[Items from a dataset]
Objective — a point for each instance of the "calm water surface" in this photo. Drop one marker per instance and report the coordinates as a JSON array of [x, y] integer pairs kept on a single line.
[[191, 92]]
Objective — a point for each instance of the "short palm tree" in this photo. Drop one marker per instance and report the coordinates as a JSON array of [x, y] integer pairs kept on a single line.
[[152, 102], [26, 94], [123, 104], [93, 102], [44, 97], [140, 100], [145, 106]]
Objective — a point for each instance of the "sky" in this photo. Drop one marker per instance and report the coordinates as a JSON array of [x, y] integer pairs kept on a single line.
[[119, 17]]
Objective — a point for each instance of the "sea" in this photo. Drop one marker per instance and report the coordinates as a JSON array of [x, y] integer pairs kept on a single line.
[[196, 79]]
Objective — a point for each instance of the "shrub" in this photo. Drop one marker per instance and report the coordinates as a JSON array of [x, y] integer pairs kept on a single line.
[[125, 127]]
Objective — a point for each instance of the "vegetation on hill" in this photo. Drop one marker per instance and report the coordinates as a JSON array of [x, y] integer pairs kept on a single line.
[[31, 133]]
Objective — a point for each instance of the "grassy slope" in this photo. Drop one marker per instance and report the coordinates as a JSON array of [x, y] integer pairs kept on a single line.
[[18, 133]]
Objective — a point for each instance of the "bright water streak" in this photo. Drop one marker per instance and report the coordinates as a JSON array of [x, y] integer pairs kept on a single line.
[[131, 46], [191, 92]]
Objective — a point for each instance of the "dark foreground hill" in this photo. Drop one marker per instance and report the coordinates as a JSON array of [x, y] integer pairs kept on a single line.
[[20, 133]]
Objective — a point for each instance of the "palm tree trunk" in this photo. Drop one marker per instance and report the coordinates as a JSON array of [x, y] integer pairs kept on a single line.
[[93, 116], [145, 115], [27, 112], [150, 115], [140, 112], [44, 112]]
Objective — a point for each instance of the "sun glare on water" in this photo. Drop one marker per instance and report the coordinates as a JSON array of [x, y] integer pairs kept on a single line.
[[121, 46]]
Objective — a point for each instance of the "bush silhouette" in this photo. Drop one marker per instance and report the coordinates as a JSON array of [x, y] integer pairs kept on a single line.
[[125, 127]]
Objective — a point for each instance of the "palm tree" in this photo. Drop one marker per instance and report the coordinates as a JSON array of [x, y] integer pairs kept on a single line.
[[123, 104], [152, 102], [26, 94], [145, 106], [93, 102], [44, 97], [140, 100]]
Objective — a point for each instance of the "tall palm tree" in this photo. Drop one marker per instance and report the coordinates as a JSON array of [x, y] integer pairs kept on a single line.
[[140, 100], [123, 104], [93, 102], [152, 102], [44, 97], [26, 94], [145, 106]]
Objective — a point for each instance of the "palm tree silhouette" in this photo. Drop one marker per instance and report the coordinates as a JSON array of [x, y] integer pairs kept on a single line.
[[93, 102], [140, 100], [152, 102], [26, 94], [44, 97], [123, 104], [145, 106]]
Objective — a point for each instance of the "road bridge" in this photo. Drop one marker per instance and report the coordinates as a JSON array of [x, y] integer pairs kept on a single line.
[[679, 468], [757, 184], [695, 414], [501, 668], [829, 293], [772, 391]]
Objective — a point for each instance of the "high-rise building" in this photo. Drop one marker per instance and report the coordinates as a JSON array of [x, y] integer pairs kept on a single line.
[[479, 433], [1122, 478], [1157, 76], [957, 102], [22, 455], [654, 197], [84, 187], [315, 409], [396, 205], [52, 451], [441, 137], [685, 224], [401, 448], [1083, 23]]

▶ [INSTRUCTION] Please pick out every line in the entries above that contains the word "silhouette", and copy each of those lines in full.

▶ [PROBLEM SOLUTION]
Objective — a point for each instance of the "bush silhouette" in this photo. Drop one marker per instance and report the coordinates as a JSON array of [x, y] integer pairs kept on a single line.
Objective — a point for each instance of the "palm tree silhouette" in this photo. Drop one marker per instance and report the coordinates as a JSON array of [x, y] integer pairs kept on a single line.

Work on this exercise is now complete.